_Task to carry out_:
Which minimum Python version does MicrostateLedger require, according to the package description below?

_Source text_:
============
Metadata-Version: 2.4
Name: microstateledger
Version: 0.1.1
Summary: Microstate version-control system for drug discovery workflows
Author: MicrostateLedger Team
License-Expression: LicenseRef-Proprietary
Project-URL: Homepage, https://example.invalid/microstateledger
Keywords: cheminformatics,microstate,provenance,rdkit,docking,md
Classifier: Programming Language :: Python :: 3
Classifier: Programming Language :: Python :: 3.10
Classifier: Programming Language :: Python :: 3.11
Classifier: Programming Language :: Python :: 3.12
Classifier: Operating System :: OS Independent
Requires-Python: >=3.10
Description-Content-Type: text/markdown
License-File: LICENSE
Requires-Dist: typer>=0.9
Requires-Dist: pyyaml>=6
Requires-Dist: tomli; python_version < "3.11"
Provides-Extra: cheminformatics
Requires-Dist: rdkit-pypi>=2022.9.5; extra == "cheminformatics"
Requires-Dist: dimorphite-dl>=1.2; extra == "cheminformatics"
Provides-Extra: docking
Requires-Dist: meeko>=0.5; extra == "docking"
Provides-Extra: md
Requires-Dist: openmm>=8.0; extra == "md"
Provides-Extra: charges
Requires-Dist: numpy>=1.23; extra == "charges"
Provides-Extra: repro
Requires-Dist: dvc>=3.0; extra == "repro"
Requires-Dist: datalad>=0.18; extra == "repro"
Provides-Extra: dev
Requires-Dist: pytest>=7; extra == "dev"
Requires-Dist: pytest-cov>=4; extra == "dev"
Requires-Dist: build>=1.2; extra == "dev"
Dynamic: license-file

# MicrostateLedger

MicrostateLedger is a microstate version-control system for drug discovery workflows.
It turns protonation, tautomer, stereochemistry, conformation, and mapping decisions into first-class tracked objects.

The project is designed for pipelines that span multiple tools (RDKit -> Docking -> MD -> QM) and need traceability, reproducibility, and team-safe collaboration.

## Table of Contents

- [1. Why MicrostateLedger](#1-why-microstateledger)
- [2. Core Capabilities](#2-core-capabilities)
- [3. System Architecture](#3-system-architecture)
- [4. Repository Layout](#4-repository-layout)
- [5. Requirements](#5-requirements)
- [6. Installation](#6-installation)
- [7. Quick Start](#7-quick-start)
- [8. Configuration](#8-configuration)
- [9. CLI Command Guide](#9-cli-command-guide)
- [10. Data Model and Stable IDs](#10-data-model-and-stable-ids)
- [11. Atom Mapping and Reversibility](#11-atom-mapping-and-reversibility)
- [12. Reproducibility and Auditability](#12-reproducibility-and-auditability)
============
_Information supplied_:

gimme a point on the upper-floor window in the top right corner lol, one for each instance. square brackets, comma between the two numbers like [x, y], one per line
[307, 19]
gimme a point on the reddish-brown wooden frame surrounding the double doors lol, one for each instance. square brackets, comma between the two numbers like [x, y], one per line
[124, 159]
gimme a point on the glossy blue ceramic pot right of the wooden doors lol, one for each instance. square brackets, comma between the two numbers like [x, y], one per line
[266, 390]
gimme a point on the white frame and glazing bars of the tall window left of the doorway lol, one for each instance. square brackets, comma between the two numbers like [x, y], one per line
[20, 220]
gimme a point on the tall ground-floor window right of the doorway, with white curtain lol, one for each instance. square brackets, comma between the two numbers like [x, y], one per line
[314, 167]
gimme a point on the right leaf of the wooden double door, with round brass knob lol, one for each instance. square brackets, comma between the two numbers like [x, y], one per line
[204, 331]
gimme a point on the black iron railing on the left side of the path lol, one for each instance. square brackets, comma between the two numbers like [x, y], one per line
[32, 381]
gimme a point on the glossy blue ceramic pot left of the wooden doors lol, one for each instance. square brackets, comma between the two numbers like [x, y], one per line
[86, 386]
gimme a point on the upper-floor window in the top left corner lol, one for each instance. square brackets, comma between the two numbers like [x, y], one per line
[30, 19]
============
_Result of the exercise_:
Python 3.10 or later.